Exercise 1 - In the church history passage, copy the part from "The church building was designed" to "in November 1958.", swapping "multi-purpose hall" for "community hall".
Exercise 2 -
In the church history passage:
(a) On what date did the church officially become part of the Churches of Christ in South Australia?
(b) Which Bible passage did Arthur Pigdon preach on in the RSL hall?
(c) Who built the church building?
Passage section start
The Official Beginning

March the 17th 1957, was a great day for the young church. On that day it officially became part of the Churches of Christ in South Australia.


Twelve months had passed since the Sunday School was formed, and Pat Russell thought it would be a good idea for the children to celebrate their anniversary by being the choir for the big occasion. 


The crowd was so large that only half of them could be seated. Many stood around to witness the signing, and to welcome the new church into fellowship. An offering was taken up and a substantial amount of money was raised to assist the new church.


Eric Hollard, the Home Mission Secretary, was the speaker. He spoke on the early church, drawing a parallel with this new church at Elizabeth.


The Power Of God To Set Free

Before the church opening, the meetings were moved to the RSL Hall in the Elizabeth South shopping centre. Arthur Pigdon, Minister of the Gawler Church of Christ, came to Elizabeth to preach in the RSL hall. One morning he spoke on Romans 12:1-2 about our bodies being a living sacrifice, holy and acceptable unto God. Guilf Pederson was a heavy smoker and after that sermon he gave up smoking. He had tried several times before that without success. With the help and power of God, Guilf has never smoked since that day.


Soon the church building was complete and preparations were made for the opening.


A Building Of Our Own

The church building was designed by Lance Brune as a multi-purpose hall with associated rooms. It was to be part of a master plan involving a chapel and more classrooms to be built at a later date.


Built by Neil Bright, the building was ready for the commencement of the first full-time Minister, Ray Ewers, in November 1958.
Passage section end
Stored data section start
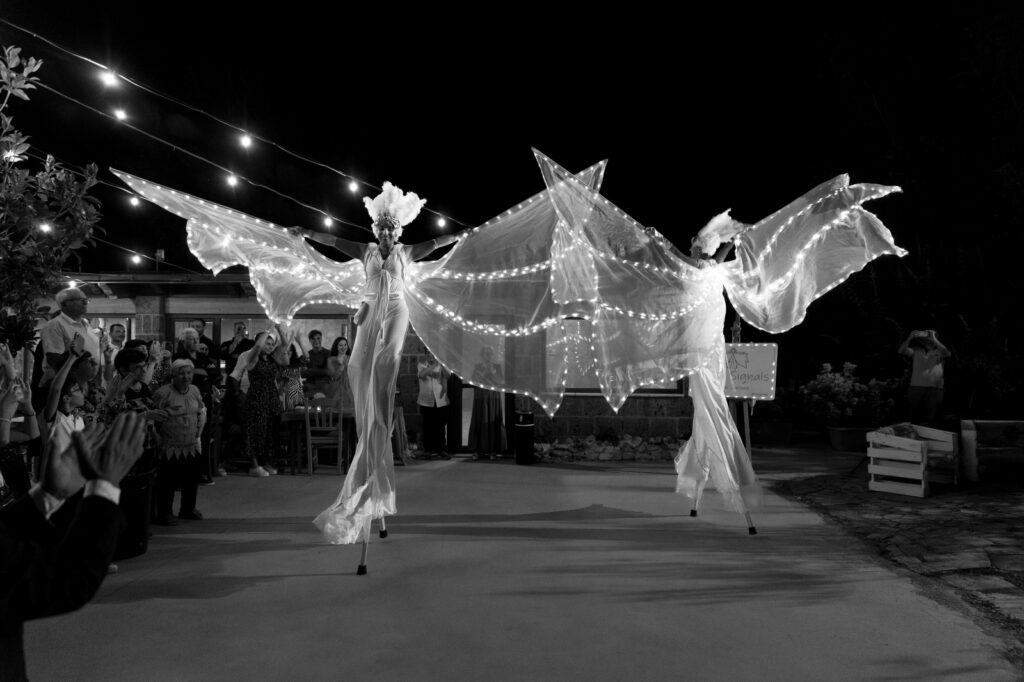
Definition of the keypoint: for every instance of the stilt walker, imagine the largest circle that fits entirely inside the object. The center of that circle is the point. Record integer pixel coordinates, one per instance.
Stored data section end
Response box 1 -
The church building was designed by Lance Brune as a community hall with associated rooms. It was to be part of a master plan involving a chapel and more classrooms to be built at a later date.


Built by Neil Bright, the building was ready for the commencement of the first full-time Minister, Ray Ewers, in November 1958.

Response box 2 -
(a) March 17, 1957
(b) Romans 12:1-2
(c) Neil Bright